• Supplied records:
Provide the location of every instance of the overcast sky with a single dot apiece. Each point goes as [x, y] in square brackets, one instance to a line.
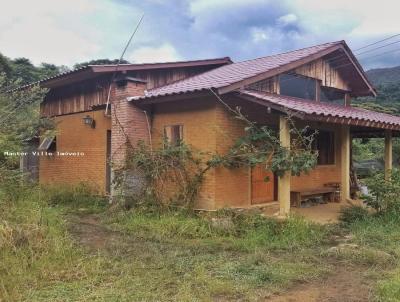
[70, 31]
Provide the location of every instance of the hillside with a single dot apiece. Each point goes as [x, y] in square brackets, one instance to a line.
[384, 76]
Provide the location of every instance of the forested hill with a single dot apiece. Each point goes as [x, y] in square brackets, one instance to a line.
==
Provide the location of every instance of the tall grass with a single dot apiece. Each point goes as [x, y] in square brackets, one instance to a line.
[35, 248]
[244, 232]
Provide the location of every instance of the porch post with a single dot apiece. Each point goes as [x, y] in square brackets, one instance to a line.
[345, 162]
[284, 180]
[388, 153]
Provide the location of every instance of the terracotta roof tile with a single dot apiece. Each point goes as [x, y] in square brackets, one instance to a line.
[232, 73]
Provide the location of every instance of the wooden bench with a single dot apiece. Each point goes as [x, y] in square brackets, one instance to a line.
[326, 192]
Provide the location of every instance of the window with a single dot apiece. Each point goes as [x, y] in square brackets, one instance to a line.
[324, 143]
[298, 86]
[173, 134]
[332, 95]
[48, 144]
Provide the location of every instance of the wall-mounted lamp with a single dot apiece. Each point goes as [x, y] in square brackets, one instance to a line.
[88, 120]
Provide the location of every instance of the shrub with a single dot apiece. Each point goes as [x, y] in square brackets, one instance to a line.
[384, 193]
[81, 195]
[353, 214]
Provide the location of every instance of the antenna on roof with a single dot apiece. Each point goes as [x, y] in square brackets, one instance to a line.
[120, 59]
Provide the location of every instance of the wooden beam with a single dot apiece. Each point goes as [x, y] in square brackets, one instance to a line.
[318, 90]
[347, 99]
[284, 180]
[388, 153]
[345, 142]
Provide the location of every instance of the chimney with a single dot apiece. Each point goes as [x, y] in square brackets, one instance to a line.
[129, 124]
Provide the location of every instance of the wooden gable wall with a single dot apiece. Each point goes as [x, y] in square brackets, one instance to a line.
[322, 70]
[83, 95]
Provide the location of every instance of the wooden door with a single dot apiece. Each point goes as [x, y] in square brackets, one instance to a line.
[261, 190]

• Exercise instructions:
Rewrite the entries from the line containing "Provide the location of every instance of the overcast" through the line containing "Provide the location of every instance of the forested", replacing "apiece" with "each" and keeping everything else the same. Leave the pictures out.

• Solution to this exercise:
Provide the location of every instance of the overcast sky with a single dot each. Each point goes as [x, y] in square brackets, one instance to a line.
[70, 31]
Provide the location of every instance of the hillside with a single dot each. Each point goes as [x, y] in square brackets, one instance to a line.
[384, 76]
Provide the location of every instance of the forested hill with a single dot each. Each point goes as [x, y] in square brackets, one instance to a line.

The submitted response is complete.